#### Given text:
-=-=-

# Repticon Charleston July 30 & 31



## Repticon (Jul 15, 2011)

Repticon made its Carolina debut in 2004 with Repticon Charleston. Since 2006, Repticon has focused its SC efforts on the flag-ship South Carolina show at the Jamil Temple in Columbia. This year, Repticon is pleased to announce its return to Charleston at a state-of the art venue, the Charleston Area Convention Center in North Charleston. Be sure to join us for what promises to be a fantastic new venomous-included show experience as Repticon returns to the Low Country with Repticon Charleston!

Show Hours:
Saturday: 10:00am-5:00pm (VIP Entry at 9:00 am)
Sunday: 10:00am-4:00pm
Admission:
One Day Admission:
Adults - $10.00
Children (5-12) - $5.00,
Four and under FREE! 
Two Day VIP Ticket
Adults - $12.00 (online), $15 (at door)
Children - $5.00
Four and under FREE



















More Info @Repticon Charleston Main Page​


----------



## rcteem (Mar 24, 2009)

Anyone going to this???


----------



## Darts15 (Jun 5, 2011)

I'm going to try to get there. Haha


----------



## eazyezcape (Nov 29, 2010)

It is so close, I wish I could. I believe dflorian and palmettodarts will be there. Should be some great frogs available. Chris, are you going to vendor there as well?


----------



## rcteem (Mar 24, 2009)

eazyezcape said:


> It is so close, I wish I could. I believe dflorian and palmettodarts will be there. Should be some great frogs available. Chris, are you going to vendor there as well?


Thinking about it


Sent from my iPhone using Tapatalk


----------



## flapjax3000 (Jul 4, 2009)

If I can get off of work I will try to get up there. Can't confirm at the moment.


----------



## palmettodarts (Feb 10, 2010)

We won't be able to vend both days this time but will be there as guests.
Also posted some available frogs in the classifieds. Let us know and we can meet up. 
See you all there!


----------



## rcteem (Mar 24, 2009)

Won't be there I'll be out of the country now...have fun though


Sent from my iPhone using Tapatalk


----------



## palmettodarts (Feb 10, 2010)

Decided to make the show!!!
Be there all weekend.


----------



## palmettodarts (Feb 10, 2010)

Hopefully Repticon will have another show in Charleston. For the most part it was a pretty good show turn out. Sunday was much better than Saturday. 
Did not see many Dendroboard members. We were the only Dart venders  I know we wont be so lucky next time
Thanks to everyone that made the trip. 
Our Website is up and running. Still updating everyday though.
Check it out and let us know what you think. 
palmettodarts.com


----------



## eazyezcape (Nov 29, 2010)

Shhh. Don't tell me. I am still sad I was unable to come down for it. You guys coming up to Columbia in November?


----------



## palmettodarts (Feb 10, 2010)

Thinking about it... Not for sure at this point. We will attend as guests if anything though.


----------

-=-=-

#### Instructions:
1. According to the Repticon Charleston thread, at which venue does Repticon return to Charleston?
2. Echo the records below verbatim, from the line containing "As a warehouse robot's perception module, locate blue" through the end of the records, with both ends included.

#### Extracted material:
-=-=-

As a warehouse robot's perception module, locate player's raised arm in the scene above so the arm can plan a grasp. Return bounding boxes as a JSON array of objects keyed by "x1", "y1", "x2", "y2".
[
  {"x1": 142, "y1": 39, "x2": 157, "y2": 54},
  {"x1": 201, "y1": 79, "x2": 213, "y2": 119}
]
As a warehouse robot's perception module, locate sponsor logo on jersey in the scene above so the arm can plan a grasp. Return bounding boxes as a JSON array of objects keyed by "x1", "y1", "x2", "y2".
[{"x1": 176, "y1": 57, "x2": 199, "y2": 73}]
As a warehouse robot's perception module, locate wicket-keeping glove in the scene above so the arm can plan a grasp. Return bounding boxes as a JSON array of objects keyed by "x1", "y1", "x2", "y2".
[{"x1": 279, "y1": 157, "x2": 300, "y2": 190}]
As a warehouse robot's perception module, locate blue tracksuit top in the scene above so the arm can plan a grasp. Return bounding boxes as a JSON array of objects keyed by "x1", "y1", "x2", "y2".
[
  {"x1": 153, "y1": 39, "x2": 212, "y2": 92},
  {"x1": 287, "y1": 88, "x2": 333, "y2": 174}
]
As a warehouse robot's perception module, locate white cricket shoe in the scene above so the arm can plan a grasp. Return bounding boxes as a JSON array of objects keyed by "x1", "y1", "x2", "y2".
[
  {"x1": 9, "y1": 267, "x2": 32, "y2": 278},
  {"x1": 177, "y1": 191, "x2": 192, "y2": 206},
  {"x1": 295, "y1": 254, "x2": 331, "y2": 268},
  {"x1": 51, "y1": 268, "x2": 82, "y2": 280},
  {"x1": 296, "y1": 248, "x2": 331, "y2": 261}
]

-=-=-

#### Solutions to the problems:
1. The Charleston Area Convention Center in North Charleston.

2.
As a warehouse robot's perception module, locate blue tracksuit top in the scene above so the arm can plan a grasp. Return bounding boxes as a JSON array of objects keyed by "x1", "y1", "x2", "y2".
[
  {"x1": 153, "y1": 39, "x2": 212, "y2": 92},
  {"x1": 287, "y1": 88, "x2": 333, "y2": 174}
]
As a warehouse robot's perception module, locate white cricket shoe in the scene above so the arm can plan a grasp. Return bounding boxes as a JSON array of objects keyed by "x1", "y1", "x2", "y2".
[
  {"x1": 9, "y1": 267, "x2": 32, "y2": 278},
  {"x1": 177, "y1": 191, "x2": 192, "y2": 206},
  {"x1": 295, "y1": 254, "x2": 331, "y2": 268},
  {"x1": 51, "y1": 268, "x2": 82, "y2": 280},
  {"x1": 296, "y1": 248, "x2": 331, "y2": 261}
]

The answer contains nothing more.